Excerpts from a dataset.
↓

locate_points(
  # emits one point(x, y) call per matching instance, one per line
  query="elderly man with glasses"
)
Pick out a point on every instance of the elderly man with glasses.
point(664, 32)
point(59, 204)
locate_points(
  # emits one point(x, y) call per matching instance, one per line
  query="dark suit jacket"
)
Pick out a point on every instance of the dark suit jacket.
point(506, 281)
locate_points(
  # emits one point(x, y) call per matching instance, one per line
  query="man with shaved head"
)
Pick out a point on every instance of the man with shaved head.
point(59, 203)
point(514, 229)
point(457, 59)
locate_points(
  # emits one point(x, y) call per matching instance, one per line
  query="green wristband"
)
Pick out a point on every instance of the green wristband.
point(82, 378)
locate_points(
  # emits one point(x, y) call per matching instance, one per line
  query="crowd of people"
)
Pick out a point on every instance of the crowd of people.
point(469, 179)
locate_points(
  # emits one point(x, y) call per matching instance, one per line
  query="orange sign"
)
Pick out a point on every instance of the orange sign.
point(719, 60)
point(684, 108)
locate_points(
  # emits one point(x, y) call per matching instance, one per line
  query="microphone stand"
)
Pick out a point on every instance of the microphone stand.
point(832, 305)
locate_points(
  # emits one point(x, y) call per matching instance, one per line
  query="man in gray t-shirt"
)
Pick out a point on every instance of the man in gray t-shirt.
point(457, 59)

↑
↓

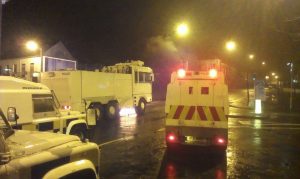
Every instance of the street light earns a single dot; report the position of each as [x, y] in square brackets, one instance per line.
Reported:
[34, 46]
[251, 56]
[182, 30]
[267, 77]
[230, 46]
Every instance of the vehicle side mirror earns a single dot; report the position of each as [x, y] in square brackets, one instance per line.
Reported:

↑

ACTION ITEM.
Of the entries above, how many lines hold the word "query"? Give back only that number.

EXERCISE ANSWER.
8